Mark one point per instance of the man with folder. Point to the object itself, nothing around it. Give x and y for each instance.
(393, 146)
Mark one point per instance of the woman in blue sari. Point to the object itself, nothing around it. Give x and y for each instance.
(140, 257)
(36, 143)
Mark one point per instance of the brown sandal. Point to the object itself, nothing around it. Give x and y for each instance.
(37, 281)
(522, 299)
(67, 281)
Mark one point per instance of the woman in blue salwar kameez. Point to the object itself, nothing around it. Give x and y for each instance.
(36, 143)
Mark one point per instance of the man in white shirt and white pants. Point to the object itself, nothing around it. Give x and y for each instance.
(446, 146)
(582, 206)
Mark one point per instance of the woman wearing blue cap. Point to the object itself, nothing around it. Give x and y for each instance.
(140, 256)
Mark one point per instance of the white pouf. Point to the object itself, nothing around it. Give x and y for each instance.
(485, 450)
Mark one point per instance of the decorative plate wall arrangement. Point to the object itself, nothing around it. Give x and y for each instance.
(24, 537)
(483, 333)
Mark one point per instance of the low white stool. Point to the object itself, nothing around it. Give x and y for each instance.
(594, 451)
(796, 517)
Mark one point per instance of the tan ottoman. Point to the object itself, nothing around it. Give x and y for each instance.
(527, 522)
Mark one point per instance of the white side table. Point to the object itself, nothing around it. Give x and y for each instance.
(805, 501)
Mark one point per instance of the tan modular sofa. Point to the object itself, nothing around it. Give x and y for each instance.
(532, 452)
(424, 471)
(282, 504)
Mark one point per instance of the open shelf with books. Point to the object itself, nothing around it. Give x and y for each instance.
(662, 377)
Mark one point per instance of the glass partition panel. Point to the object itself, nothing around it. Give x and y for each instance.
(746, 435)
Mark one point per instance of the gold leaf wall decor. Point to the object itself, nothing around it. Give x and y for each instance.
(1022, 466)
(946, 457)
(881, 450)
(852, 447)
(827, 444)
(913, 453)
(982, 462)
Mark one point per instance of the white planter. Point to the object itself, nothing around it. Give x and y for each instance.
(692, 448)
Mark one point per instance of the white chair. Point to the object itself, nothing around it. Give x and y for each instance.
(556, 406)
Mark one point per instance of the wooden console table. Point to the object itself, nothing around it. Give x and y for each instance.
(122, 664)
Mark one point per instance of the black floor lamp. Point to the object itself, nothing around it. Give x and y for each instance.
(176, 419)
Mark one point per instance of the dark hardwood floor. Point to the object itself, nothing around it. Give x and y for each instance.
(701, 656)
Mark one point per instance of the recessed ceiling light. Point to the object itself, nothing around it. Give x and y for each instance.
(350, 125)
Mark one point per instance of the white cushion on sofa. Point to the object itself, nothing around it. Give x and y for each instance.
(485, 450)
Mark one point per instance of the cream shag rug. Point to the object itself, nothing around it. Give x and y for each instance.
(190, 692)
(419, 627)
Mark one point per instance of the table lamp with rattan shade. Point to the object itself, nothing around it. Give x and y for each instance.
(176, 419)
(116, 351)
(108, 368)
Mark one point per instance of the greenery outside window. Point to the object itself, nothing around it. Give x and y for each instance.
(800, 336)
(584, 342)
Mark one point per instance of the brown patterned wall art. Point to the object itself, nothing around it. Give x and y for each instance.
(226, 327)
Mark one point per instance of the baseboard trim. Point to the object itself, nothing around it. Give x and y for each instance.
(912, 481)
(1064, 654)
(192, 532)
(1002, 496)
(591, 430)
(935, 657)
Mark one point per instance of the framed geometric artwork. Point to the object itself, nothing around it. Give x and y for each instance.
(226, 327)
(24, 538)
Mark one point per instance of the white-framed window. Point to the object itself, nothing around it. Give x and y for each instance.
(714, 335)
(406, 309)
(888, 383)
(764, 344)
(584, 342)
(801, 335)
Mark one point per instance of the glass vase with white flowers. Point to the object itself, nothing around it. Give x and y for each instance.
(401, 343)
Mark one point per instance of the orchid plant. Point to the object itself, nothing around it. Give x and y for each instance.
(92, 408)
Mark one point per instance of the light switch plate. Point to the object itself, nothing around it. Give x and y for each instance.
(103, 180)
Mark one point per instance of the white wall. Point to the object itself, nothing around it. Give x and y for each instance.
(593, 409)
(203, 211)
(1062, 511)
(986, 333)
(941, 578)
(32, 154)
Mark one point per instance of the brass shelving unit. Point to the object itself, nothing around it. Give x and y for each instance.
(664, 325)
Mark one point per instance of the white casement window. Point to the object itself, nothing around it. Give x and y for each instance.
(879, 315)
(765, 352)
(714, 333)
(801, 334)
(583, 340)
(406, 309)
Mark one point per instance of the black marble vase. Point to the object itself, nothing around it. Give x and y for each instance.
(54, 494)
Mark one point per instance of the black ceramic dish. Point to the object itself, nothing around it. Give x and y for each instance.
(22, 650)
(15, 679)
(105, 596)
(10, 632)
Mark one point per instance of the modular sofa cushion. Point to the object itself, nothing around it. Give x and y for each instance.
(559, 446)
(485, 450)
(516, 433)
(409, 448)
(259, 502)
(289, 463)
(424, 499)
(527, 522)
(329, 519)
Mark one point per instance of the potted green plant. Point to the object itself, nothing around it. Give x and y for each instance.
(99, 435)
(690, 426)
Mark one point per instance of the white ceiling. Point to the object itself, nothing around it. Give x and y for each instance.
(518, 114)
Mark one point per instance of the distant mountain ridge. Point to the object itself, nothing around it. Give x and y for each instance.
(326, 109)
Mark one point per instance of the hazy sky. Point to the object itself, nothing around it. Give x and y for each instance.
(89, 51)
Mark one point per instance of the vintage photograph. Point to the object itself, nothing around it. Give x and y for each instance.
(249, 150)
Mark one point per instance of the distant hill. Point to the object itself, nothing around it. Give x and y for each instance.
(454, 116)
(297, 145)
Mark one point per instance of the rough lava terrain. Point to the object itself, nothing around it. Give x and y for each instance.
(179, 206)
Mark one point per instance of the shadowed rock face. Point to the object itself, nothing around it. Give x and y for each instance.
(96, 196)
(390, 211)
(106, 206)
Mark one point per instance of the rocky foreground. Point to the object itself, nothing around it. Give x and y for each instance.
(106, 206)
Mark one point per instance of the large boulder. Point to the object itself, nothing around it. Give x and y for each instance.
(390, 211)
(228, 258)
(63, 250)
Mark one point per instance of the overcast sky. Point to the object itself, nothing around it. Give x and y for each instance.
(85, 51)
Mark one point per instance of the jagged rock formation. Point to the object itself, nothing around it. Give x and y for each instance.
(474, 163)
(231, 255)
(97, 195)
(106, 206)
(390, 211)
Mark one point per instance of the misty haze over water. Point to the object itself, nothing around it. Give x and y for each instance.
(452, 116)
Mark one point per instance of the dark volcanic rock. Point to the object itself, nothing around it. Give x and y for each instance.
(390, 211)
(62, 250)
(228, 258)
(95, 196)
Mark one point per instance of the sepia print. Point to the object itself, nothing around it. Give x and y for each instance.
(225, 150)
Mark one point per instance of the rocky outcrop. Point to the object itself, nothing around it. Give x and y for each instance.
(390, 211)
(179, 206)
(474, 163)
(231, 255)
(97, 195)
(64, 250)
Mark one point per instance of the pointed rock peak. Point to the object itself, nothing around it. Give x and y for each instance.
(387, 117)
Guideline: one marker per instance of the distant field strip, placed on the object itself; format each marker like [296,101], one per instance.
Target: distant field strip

+ + + + +

Extract every entry in the listing word for word.

Mark one point per instance of the man with folder. Point to the object itself, nothing around it. Give x and y for each instance.
(393, 146)
Mark one point per instance of the woman in blue sari. Point to the object itself, nothing around it. Give x and y for each instance.
(140, 257)
(36, 143)
Mark one point per instance of the brown sandal. Point to the object itself, nothing around it. Give x and y for each instance.
(37, 281)
(522, 299)
(67, 281)
Mark one point per instance of the woman in blue salwar kameez. Point to the object itself, nothing around it. Give x and y for each instance.
(36, 143)
Mark one point per instance of the man in white shirt and white pants. Point to the object itself, nothing around it. Give x and y for each instance.
(446, 146)
(582, 206)
Mark one point per instance of the woman wearing blue cap. Point to the object itself, nothing around it. Give x and y for each instance.
(140, 256)
Mark one point per instance of the white pouf. Point to the object itself, nothing around it. Give x and y for each instance.
(485, 450)
Mark one point per instance of the decorative plate wall arrangement. Point to the object itself, nothing around it. Give x and y for each instance.
(24, 537)
(483, 333)
Mark one point per instance of the low white stool. Point to the object itself, nothing around it. Give x and y for each instance.
(594, 451)
(796, 517)
Mark one point per instance of the tan ottoman. Point to the object itself, nothing around it. Give x and y for each instance.
(527, 522)
Mark one point per instance of the white side table. Point to the object itself, nothing around it. Give x and y for each instance.
(805, 501)
Mark one point per instance of the tan modular sofa. Point to the object itself, nothing around it. Give x and y for each instance.
(532, 452)
(424, 471)
(282, 504)
Mark one point per instance of the open shelf with books. Point to the object itself, nothing around it. Give x and y for each instance.
(662, 377)
Mark one point per instance of the glass partition panel. Point to the object itself, nothing around it. Give x and y for each instance.
(746, 435)
Mark one point per instance of the gold leaf wall decor. Point to the object itself, nothing around it. Give x and y for each instance.
(1022, 466)
(946, 457)
(881, 450)
(852, 447)
(827, 444)
(913, 453)
(982, 462)
Mark one point per instance of the white planter. Point to the object itself, nothing around it. Give x and y for each instance.
(692, 448)
Mark one point per instance of the white chair. Point to the object itself, nothing around it. Give x and y for each instance.
(556, 406)
Mark one point per instance of the wooden console table. Point to the object itself, nothing around it. Give x and y for each instance.
(122, 664)
Mark one point per instance of the black floor lamp. Point to the object itself, nothing around it. Give x and y for each instance.
(176, 419)
Mark one point per instance of the dark hardwood floor. Point to the object itself, nothing around it. Give x and y for each instance.
(701, 656)
Mark one point per instance of the recessed ceiling light. Point to the object itself, nothing around it. Give x and y for each instance.
(350, 125)
Mark one point per instance of the white cushion on sofa. Point to the object itself, nothing around it. Give x and y for each instance.
(485, 450)
Mark one point per instance of the cream shag rug. Point to the object itself, nothing around it. Give x and y for each instance.
(190, 692)
(419, 627)
Mark one point per instance of the table lamp with rattan shade. Point to the object itself, nothing around it. Give x and y for each instance.
(176, 419)
(116, 351)
(108, 368)
Mark one point per instance of the greenery outside window. Point to the object itself, nothing around it. Give x and y for each instance.
(800, 336)
(584, 342)
Mark one point per instance of the brown patterned wall art. Point to the object itself, nothing around it. Give x and y for each instance.
(226, 327)
Mark one point per instance of the baseboard trim. Point to the object itself, nothing around it. Give x and y for each instance.
(912, 481)
(1064, 654)
(192, 532)
(1002, 496)
(591, 430)
(935, 657)
Mark one point per instance of the framed geometric artwork. Point to the object itself, nothing around it. Give x and y for each instance.
(226, 327)
(24, 538)
Mark one point per instance of the white-framed window. Point to the object itself, nothing around it. Give x and y for each instance.
(714, 335)
(406, 309)
(888, 383)
(764, 344)
(584, 342)
(801, 335)
Mark one point per instance of the glass vase with white flowers. Point to the object itself, nothing around it. Give x and y for each instance.
(401, 343)
Mark one point per instance of the orchid plant. Point to the object itself, nothing around it. Give x and y for each instance.
(92, 408)
Mark one point per instance of the light switch plate. Point to the object itself, nothing around it. Give x and y for each instance.
(103, 180)
Mark one point per instance of the white wall. Point to the object itself, nothing around it. Give x and y for each instance.
(593, 409)
(203, 211)
(1062, 511)
(986, 333)
(941, 578)
(32, 154)
Mark one point per instance of the brass shelving unit. Point to the object itself, nothing around it. Give x and y for each instance.
(664, 325)
Mark one point per instance of the white casement window. Point to the object itself, nothing around it. Give x and y for each instance.
(879, 315)
(765, 352)
(714, 333)
(801, 334)
(583, 340)
(406, 309)
Mark one point per instance of the black marble vase. Point to the object itself, nothing around it. Give x and y for each instance.
(54, 494)
Mark one point per instance of the black ceramic dish. Point to the object itself, nothing around it. Give x and y for each instance.
(22, 650)
(15, 679)
(105, 596)
(10, 632)
Mark one point per instance of the modular sofa cushion. Point to the object itself, nothing around it. Give x and y for each instance.
(559, 446)
(485, 450)
(516, 433)
(409, 448)
(259, 502)
(289, 463)
(424, 499)
(527, 522)
(329, 519)
Mark one point per instance of the potted green plant. Point to the object itself, nothing around it. Give x and y for each instance.
(99, 435)
(690, 426)
Mark one point per instance of the white ceiling. Point to the object itself, nothing around it. Give x and y for each instance.
(518, 114)
Mark one point per instance of the distant mountain ridge. Point to the object itself, nothing around it. Give x and y for each instance.
(326, 109)
Mark one point per instance of the hazy sky. Point to the object itself, nothing around it. Give x and y for each instance.
(89, 51)
Mark one point per instance of the vintage photograph. Point to the object itself, nothing around it. Give x and y for each instance.
(249, 150)
Mark one point per instance of the distant hill. Point to the object itself, nothing around it. Give x and y for each instance.
(454, 116)
(297, 145)
Mark one point per instance of the rough lava terrain. Point to the object itself, nothing around it. Give x and y for each instance.
(179, 206)
Mark one point per instance of the shadowed rock face. Point to the object itself, nothing around it. Give x and y for each instance.
(96, 196)
(390, 211)
(106, 206)
Mark one point per instance of the rocky foreground. Point to the object itself, nothing around it. Give x and y for each instance.
(106, 206)
Mark one point per instance of the large boulder. Point to the object itself, nothing around it. Give x and y for each instance.
(390, 211)
(228, 258)
(63, 250)
Mark one point per instance of the overcast sky. Point to the object itself, nothing around it. Give x and y for each instance.
(85, 51)
Mark one point per instance of the jagged rock formation. Point to the object itself, nothing around it. Give x and y for each instance.
(474, 163)
(231, 255)
(97, 195)
(106, 206)
(390, 211)
Mark one point per instance of the misty haze over water. Point to the object itself, nothing around it. Give x and y for each instance.
(452, 116)
Mark one point per instance of the dark volcanic rock. Point to the object itself, nothing around it. Give x and y for each instance.
(390, 211)
(62, 250)
(228, 258)
(95, 196)
Mark one point per instance of the sepia print. Point to the object itself, nothing around it. Give x and y for each instance.
(225, 150)
Mark one point per instance of the rocky outcrop. Point to the object itself, nothing around it. Give x and y for each instance.
(390, 211)
(179, 206)
(474, 163)
(231, 255)
(97, 195)
(64, 250)
Mark one point per instance of the pointed rock peak. Point to the object itself, nothing around it. Give x and y for each instance.
(387, 117)
Guideline: one marker per instance of the distant field strip, placed on the object itself; format each marker like [296,101], one per instance.
Target: distant field strip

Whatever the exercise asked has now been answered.